((

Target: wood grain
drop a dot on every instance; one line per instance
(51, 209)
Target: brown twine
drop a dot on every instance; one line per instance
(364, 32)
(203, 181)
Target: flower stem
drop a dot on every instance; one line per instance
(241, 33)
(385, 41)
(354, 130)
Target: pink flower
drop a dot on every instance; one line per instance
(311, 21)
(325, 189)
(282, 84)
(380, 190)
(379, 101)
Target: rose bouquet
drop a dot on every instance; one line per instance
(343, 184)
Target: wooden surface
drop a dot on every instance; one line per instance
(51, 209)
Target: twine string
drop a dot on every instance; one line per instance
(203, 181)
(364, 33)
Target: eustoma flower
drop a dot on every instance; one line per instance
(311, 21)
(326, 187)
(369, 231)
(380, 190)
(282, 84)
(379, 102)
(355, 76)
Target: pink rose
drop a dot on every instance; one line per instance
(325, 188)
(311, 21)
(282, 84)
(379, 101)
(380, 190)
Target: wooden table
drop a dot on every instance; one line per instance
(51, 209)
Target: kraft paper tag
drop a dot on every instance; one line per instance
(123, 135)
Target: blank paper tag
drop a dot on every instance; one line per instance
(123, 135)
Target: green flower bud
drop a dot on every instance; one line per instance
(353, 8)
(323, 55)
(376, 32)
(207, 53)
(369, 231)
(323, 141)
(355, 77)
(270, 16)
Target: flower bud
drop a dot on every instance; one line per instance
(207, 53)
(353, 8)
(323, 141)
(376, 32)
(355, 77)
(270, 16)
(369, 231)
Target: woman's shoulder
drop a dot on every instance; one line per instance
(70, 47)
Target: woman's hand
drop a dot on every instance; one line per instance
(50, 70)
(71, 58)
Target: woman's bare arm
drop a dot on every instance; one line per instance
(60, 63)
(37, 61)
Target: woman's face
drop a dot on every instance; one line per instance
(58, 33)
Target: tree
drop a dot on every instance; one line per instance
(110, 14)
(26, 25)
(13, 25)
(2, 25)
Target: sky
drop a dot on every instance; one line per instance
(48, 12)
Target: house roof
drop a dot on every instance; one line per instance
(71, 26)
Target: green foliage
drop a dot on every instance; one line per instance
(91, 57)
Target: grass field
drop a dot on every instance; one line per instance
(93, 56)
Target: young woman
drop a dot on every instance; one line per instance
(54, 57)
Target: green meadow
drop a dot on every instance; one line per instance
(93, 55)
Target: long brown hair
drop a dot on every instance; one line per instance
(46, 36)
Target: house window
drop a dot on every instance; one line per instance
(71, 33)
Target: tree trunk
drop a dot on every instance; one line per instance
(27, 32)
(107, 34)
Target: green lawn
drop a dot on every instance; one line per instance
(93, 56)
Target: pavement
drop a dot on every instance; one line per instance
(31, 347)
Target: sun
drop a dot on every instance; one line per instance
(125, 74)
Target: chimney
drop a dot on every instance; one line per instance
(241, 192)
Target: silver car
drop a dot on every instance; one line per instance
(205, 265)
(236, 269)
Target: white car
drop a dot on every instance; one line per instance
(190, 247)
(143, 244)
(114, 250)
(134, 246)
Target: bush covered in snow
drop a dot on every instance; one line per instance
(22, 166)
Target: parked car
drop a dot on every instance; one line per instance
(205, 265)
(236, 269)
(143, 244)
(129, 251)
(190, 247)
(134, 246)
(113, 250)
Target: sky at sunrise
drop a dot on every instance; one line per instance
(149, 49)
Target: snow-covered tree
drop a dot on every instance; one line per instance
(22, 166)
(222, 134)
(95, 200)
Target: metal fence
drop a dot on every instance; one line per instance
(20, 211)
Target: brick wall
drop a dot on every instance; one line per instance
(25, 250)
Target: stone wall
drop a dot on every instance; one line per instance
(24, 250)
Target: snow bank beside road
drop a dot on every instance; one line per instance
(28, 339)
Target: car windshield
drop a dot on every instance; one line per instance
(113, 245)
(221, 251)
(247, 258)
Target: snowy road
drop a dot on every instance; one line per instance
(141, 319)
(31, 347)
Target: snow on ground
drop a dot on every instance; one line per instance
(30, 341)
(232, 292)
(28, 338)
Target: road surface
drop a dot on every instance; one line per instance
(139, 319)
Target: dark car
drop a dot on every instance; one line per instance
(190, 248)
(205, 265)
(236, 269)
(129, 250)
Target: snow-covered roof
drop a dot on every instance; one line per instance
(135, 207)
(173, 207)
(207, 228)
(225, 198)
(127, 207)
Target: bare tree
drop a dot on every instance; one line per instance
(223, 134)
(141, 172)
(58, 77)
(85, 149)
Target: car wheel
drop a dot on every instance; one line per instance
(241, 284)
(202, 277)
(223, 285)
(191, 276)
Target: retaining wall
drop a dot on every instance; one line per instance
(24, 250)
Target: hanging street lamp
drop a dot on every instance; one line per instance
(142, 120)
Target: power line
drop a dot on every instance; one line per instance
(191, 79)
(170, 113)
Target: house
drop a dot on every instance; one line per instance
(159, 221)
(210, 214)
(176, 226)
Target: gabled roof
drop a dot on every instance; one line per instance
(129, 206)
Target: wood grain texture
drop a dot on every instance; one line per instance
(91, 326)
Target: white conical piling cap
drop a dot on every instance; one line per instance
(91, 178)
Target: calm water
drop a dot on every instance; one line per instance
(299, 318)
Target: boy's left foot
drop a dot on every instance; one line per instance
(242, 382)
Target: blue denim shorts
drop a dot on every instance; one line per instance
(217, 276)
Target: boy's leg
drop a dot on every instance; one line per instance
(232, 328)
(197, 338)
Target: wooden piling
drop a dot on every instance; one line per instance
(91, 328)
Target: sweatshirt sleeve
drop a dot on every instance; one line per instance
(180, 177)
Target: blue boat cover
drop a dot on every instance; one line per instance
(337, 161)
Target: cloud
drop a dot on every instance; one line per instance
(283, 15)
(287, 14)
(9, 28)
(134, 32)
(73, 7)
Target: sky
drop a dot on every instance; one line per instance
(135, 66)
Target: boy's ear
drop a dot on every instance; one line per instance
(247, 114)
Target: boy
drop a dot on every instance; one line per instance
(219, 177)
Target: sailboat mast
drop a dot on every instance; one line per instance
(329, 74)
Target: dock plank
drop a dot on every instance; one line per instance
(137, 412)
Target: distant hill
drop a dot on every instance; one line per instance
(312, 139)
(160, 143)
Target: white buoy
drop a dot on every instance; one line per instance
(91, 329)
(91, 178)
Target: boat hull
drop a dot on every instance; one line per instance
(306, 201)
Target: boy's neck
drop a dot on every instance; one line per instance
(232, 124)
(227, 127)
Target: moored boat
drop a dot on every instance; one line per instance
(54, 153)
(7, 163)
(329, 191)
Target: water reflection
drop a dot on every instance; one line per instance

))

In the data above, which lines include "twine"? Return those lines.

Target: brown twine
Target: twine string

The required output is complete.